• _OBJECTIVE_
Please return lines of the listing below as a JSON list of strings, one string per line, with blank lines omitted. Start at the line that contains "of the ocean", including that line, and stop after the listing's final line.

• _DATA EXCERPTS_
□ □ □ □ □ □ □
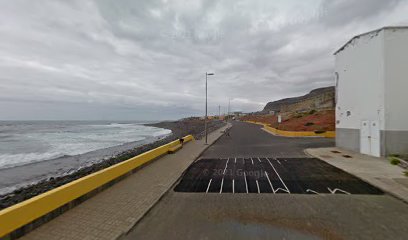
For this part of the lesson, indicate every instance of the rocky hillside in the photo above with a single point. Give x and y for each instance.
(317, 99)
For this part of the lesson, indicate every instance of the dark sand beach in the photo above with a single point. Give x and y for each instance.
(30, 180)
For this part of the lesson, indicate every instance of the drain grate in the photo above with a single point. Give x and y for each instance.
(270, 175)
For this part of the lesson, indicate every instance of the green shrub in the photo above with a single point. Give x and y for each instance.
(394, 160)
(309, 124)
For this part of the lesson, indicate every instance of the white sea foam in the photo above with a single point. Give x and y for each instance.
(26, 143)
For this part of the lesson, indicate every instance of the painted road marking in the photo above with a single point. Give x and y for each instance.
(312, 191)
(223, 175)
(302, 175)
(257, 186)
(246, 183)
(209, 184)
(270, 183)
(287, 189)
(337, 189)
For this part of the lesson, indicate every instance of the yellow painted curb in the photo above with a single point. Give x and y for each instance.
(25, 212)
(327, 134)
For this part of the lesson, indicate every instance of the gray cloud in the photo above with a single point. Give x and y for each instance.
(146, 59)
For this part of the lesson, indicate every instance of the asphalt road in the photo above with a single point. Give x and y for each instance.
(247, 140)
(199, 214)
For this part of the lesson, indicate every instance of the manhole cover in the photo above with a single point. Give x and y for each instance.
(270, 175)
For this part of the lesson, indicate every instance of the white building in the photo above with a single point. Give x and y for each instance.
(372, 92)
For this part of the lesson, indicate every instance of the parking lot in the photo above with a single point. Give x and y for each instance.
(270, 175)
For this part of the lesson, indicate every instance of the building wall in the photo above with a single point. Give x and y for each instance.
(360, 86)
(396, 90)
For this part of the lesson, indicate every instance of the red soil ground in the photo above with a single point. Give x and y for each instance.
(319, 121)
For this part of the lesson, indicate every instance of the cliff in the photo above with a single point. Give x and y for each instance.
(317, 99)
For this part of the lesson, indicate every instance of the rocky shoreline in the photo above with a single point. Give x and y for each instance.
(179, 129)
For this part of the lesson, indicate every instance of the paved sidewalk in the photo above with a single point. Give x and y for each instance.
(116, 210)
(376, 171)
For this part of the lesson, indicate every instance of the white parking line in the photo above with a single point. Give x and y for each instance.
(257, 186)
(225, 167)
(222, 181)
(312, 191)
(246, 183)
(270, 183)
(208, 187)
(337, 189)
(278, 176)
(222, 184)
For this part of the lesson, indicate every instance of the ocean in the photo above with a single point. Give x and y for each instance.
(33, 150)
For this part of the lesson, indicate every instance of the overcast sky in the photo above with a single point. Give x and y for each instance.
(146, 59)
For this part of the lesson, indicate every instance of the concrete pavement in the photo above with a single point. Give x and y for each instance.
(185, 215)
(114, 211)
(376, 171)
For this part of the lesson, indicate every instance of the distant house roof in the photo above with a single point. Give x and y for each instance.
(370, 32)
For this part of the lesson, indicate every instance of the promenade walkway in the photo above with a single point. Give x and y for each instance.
□ □ □ □ □ □ □
• _SOLUTION_
[
  "For this part of the lesson, indicate every instance of the ocean in the photo above with a single point. Give x and y for each instance.",
  "(33, 150)",
  "For this part of the lesson, indicate every instance of the overcast sky in the photo above with a single point. Give x and y for each instance.",
  "(146, 59)",
  "For this part of the lesson, indicate every instance of the concrete pavement in the photo above with a single point. Give x and y for each instance.",
  "(185, 215)",
  "(114, 211)",
  "(376, 171)",
  "For this part of the lesson, indicate every instance of the distant house roof in the photo above with a single point. Give x and y for each instance.",
  "(370, 32)",
  "For this part of the lesson, indicate every instance of the promenade walkway in the photo above with a single point. Give x and y for each instance."
]